(Coordinate labeling data)
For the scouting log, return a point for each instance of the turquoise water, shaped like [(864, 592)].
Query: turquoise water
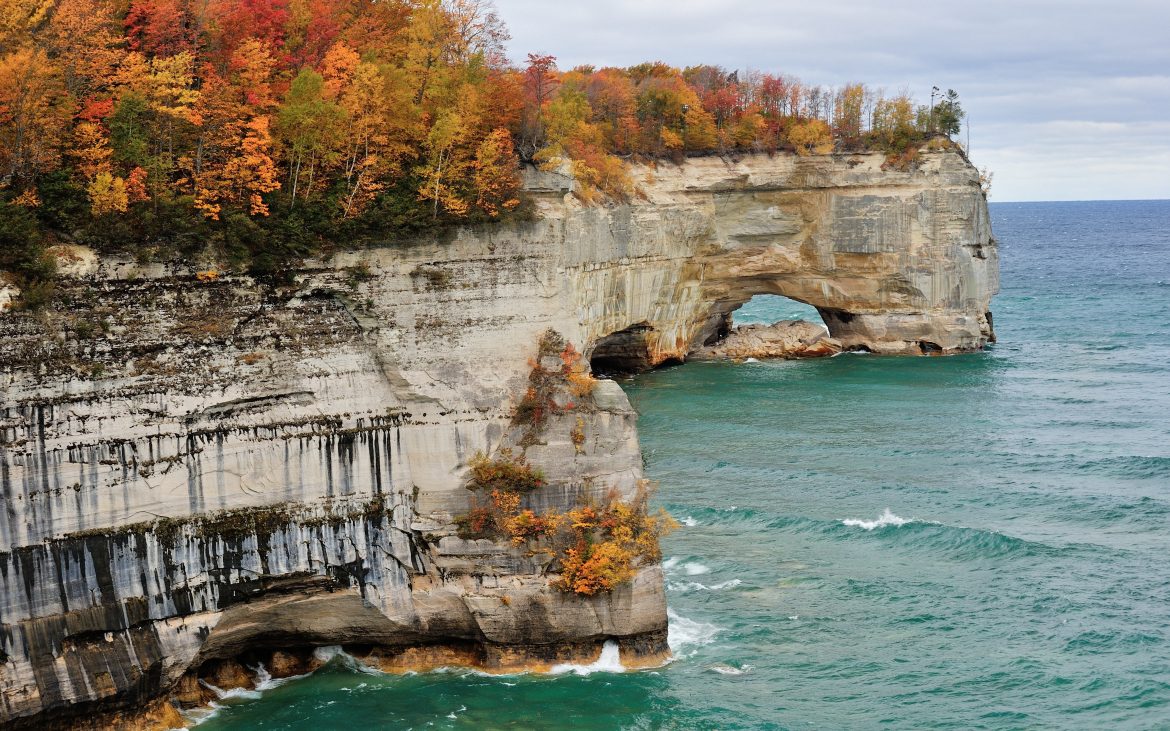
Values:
[(978, 542)]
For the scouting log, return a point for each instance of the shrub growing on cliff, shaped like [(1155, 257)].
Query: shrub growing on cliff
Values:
[(507, 471), (22, 254), (552, 388)]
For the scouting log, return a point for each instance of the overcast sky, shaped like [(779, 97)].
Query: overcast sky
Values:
[(1066, 100)]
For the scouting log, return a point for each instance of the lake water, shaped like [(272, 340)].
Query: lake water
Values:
[(976, 542)]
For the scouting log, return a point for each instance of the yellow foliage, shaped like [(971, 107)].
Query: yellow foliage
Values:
[(590, 569), (670, 139), (811, 137), (28, 199)]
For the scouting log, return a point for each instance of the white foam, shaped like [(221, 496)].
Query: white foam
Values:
[(722, 668), (687, 634), (454, 715), (883, 519), (332, 652), (231, 695), (608, 662)]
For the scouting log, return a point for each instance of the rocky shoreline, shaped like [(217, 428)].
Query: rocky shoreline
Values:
[(200, 466)]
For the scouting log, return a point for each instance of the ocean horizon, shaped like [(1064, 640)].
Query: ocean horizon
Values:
[(969, 542)]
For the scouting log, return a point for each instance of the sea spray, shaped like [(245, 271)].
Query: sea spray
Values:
[(610, 661), (885, 519)]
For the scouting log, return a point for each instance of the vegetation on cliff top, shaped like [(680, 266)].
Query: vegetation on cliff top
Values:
[(592, 547), (265, 129)]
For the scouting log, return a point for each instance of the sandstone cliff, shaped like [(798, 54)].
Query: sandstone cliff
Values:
[(198, 468)]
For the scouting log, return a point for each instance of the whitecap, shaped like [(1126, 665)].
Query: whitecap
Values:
[(723, 668), (687, 634), (883, 519), (695, 586), (231, 695), (608, 662), (330, 653), (454, 715)]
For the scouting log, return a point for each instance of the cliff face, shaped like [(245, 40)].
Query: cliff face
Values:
[(195, 468)]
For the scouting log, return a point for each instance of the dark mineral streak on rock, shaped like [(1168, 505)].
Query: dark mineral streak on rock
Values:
[(235, 471)]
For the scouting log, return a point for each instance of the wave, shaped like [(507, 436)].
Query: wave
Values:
[(232, 694), (695, 586), (686, 635), (1134, 467), (723, 668), (955, 540), (885, 519), (610, 661)]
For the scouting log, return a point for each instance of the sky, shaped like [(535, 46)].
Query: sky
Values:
[(1066, 100)]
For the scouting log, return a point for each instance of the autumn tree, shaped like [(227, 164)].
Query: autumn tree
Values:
[(234, 164), (496, 174), (811, 137), (164, 27), (34, 116), (539, 83), (309, 129)]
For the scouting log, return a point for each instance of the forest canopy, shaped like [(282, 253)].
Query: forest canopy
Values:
[(267, 129)]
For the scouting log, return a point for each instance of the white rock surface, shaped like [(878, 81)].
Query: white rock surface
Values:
[(334, 420)]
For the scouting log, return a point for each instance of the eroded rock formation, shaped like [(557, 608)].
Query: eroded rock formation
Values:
[(198, 467), (793, 338)]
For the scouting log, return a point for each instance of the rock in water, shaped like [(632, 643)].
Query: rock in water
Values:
[(199, 468)]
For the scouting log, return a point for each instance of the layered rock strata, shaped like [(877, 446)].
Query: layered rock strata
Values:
[(194, 466)]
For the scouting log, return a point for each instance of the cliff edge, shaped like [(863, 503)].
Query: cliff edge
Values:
[(198, 469)]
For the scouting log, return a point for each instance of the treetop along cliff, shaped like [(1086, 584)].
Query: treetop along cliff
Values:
[(266, 129)]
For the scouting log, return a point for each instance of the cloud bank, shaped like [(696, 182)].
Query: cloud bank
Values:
[(1066, 100)]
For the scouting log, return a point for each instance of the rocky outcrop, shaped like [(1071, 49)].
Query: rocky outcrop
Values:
[(792, 338), (197, 466)]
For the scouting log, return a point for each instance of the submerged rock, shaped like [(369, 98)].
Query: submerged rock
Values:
[(792, 338), (199, 468)]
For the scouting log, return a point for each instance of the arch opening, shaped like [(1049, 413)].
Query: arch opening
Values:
[(770, 309)]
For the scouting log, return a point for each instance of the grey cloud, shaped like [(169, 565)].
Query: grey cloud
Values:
[(1020, 68)]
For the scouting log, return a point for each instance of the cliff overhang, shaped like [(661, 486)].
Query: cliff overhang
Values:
[(198, 467)]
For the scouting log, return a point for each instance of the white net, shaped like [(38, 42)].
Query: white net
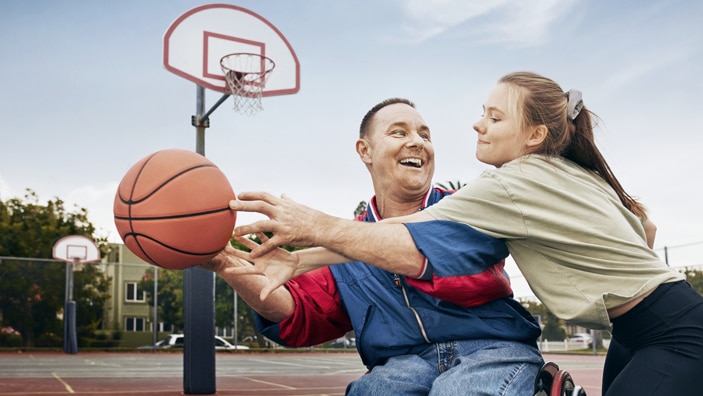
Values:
[(246, 76)]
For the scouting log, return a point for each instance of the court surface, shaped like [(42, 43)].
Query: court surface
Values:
[(237, 374)]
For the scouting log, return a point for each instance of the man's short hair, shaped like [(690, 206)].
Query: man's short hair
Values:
[(364, 128)]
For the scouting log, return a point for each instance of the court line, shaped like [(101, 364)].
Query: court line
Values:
[(64, 383), (269, 383)]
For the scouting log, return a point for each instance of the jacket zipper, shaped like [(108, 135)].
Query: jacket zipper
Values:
[(397, 282)]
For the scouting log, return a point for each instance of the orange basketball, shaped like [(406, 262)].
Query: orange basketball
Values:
[(172, 209)]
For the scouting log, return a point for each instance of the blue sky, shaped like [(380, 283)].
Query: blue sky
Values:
[(85, 95)]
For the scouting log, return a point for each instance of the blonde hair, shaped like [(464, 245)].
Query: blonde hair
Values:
[(537, 100)]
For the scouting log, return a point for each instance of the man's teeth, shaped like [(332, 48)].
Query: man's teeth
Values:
[(412, 161)]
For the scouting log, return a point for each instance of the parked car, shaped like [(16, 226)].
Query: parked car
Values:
[(344, 342), (176, 341), (584, 339)]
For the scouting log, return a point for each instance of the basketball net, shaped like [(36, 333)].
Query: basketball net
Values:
[(246, 76)]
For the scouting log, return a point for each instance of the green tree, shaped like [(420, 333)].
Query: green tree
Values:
[(552, 328), (451, 185), (32, 290), (695, 278), (360, 208)]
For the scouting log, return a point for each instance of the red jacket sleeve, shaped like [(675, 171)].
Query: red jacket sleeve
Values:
[(319, 315)]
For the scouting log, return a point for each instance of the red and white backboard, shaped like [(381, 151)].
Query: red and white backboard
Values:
[(76, 249), (198, 39)]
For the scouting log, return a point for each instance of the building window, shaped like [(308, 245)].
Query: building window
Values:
[(133, 293), (134, 324)]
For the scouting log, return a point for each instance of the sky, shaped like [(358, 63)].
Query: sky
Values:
[(85, 95)]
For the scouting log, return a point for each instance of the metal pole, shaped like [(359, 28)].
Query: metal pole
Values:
[(199, 310), (666, 255), (235, 319), (155, 337)]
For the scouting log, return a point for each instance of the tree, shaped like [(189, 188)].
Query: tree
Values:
[(552, 329), (451, 185), (32, 288), (695, 278), (360, 208)]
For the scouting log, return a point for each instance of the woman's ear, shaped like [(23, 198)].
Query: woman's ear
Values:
[(537, 136)]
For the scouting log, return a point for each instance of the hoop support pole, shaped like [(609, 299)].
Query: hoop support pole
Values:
[(204, 120)]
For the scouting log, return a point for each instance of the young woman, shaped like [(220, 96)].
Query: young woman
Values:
[(582, 243)]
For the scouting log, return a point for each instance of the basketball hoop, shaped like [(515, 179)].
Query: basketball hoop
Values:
[(246, 75)]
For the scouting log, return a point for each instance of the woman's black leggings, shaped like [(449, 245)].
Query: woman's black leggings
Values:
[(657, 346)]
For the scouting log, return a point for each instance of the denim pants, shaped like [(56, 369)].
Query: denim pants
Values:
[(657, 346), (475, 367)]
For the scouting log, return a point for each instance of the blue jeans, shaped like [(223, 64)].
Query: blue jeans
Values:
[(476, 367)]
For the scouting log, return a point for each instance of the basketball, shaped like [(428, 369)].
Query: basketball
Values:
[(172, 209)]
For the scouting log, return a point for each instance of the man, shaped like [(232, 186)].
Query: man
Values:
[(450, 328)]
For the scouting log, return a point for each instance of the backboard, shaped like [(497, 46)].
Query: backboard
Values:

**Direction:**
Edit the part that opens with the line containing "like [(680, 266)]." and closes with the line containing "[(198, 468)]", changing "sandstone" to "limestone" and leaving everything else as it is. Return only those lines.

**Solution:**
For the scouting log, return a point for each instance of the vegetation on cliff top, shaped like [(680, 266)].
Query: vegetation on cliff top
Values:
[(592, 547), (265, 129)]
For the scouting log, return a point for each instance of the limestone cliff, shaped like [(798, 54)].
Query: limestone cliff
Values:
[(198, 468)]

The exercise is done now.